◆ Supplied records:

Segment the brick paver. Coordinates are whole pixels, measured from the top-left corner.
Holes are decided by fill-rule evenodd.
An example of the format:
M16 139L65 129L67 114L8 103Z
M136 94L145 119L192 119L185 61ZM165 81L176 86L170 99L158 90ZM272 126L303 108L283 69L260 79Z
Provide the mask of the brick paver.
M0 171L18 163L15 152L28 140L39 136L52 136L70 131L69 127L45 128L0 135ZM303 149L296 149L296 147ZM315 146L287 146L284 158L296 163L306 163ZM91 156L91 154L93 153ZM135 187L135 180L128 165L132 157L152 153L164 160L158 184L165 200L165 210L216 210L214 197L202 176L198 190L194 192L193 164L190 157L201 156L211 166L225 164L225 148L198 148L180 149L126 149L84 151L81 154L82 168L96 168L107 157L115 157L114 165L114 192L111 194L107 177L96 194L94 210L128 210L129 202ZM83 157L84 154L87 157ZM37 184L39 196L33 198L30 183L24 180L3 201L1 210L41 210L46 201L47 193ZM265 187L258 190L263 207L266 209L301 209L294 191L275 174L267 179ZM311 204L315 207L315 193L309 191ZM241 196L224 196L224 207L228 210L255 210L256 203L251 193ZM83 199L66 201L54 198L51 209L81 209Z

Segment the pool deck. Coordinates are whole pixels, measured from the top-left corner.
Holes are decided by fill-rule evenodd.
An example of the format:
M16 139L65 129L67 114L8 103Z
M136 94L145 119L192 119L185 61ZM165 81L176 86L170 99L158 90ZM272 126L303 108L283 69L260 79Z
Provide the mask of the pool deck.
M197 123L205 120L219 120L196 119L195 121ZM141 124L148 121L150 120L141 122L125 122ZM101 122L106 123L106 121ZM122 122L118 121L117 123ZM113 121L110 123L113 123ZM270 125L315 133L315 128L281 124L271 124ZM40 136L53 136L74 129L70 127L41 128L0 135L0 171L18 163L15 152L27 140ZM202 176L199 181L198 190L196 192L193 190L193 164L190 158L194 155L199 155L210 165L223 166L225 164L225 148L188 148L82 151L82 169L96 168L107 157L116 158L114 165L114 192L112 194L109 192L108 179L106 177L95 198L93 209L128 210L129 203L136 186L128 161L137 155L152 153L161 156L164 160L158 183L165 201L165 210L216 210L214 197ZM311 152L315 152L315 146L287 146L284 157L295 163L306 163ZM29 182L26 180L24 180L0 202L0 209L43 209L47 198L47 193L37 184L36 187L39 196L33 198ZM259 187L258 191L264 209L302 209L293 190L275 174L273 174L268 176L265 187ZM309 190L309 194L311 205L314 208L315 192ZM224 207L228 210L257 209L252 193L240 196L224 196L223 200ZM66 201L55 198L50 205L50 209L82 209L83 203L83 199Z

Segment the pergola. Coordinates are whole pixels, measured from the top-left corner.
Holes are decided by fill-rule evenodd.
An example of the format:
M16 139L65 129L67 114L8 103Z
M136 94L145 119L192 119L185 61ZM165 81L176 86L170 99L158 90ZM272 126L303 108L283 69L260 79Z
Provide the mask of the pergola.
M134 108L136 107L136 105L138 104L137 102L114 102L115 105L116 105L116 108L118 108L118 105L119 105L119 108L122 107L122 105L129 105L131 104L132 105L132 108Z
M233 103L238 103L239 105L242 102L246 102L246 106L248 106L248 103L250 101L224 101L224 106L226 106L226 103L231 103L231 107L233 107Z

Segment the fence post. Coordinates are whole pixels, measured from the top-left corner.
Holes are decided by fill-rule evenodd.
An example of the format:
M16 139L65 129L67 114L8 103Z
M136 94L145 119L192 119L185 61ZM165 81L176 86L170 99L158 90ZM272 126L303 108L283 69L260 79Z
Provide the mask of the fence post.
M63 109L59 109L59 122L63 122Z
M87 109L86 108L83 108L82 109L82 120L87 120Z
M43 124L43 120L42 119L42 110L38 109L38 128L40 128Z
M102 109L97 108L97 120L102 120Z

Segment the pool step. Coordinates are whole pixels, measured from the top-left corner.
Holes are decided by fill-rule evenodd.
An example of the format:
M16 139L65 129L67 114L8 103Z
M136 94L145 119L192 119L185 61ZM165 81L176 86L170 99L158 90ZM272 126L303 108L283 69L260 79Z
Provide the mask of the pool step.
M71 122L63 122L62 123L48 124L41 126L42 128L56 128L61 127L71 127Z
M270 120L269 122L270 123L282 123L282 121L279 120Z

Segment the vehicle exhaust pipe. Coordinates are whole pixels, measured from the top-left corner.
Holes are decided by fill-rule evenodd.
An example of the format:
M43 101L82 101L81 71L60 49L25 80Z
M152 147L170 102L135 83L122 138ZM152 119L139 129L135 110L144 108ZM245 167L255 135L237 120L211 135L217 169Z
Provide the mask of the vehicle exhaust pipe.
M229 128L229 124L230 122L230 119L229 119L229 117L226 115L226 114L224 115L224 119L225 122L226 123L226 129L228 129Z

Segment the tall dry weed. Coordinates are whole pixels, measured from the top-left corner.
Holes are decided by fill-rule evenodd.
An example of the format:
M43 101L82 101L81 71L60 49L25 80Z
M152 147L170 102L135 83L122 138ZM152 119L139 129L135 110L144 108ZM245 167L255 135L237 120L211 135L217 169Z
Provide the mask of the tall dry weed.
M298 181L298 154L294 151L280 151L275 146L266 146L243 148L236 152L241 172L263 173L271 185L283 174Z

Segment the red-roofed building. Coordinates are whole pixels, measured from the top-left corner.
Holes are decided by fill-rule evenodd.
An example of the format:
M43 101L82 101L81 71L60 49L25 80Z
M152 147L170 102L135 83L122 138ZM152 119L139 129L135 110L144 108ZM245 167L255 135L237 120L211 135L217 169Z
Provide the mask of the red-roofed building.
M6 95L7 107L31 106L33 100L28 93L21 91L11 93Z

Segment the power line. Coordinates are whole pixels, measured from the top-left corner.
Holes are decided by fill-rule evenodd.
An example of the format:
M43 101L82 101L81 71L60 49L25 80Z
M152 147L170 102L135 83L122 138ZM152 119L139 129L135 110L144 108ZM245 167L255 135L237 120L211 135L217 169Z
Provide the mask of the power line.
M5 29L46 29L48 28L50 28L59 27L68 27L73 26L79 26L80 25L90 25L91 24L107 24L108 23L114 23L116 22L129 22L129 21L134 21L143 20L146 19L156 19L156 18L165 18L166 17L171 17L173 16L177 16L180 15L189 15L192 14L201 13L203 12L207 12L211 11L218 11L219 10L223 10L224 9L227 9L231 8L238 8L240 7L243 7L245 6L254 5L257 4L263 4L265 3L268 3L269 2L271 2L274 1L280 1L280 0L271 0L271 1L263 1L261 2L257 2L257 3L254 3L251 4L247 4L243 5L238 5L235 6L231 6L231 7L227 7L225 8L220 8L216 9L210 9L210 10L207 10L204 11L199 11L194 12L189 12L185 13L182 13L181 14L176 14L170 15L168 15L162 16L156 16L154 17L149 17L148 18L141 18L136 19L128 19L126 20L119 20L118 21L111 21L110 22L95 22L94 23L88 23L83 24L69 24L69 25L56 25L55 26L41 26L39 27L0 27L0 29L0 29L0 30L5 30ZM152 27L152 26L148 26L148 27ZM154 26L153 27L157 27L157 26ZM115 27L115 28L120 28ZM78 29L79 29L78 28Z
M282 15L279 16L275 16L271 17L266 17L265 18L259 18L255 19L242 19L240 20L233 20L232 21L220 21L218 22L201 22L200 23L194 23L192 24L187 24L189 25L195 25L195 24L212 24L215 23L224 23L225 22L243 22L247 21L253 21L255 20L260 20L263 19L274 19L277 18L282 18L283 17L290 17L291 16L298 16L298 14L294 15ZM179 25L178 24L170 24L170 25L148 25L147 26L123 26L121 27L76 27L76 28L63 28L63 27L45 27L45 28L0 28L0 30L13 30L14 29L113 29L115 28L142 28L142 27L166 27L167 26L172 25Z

◆ The exercise: Copy everything from the line containing "Segment the pergola." down to the line containing "Provide the mask of the pergola.", switching "pergola" to "gazebo" and changing nothing else.

◆ The solution:
Segment the gazebo. Coordinates are whole pixels, measured from the top-left corner.
Holes are decided by fill-rule evenodd.
An example of the format:
M16 139L65 129L67 114L8 103Z
M136 94L145 119L192 119L185 61ZM165 81L176 86L170 99L158 90ZM272 126L303 108L283 69L260 79Z
Provide the mask of the gazebo.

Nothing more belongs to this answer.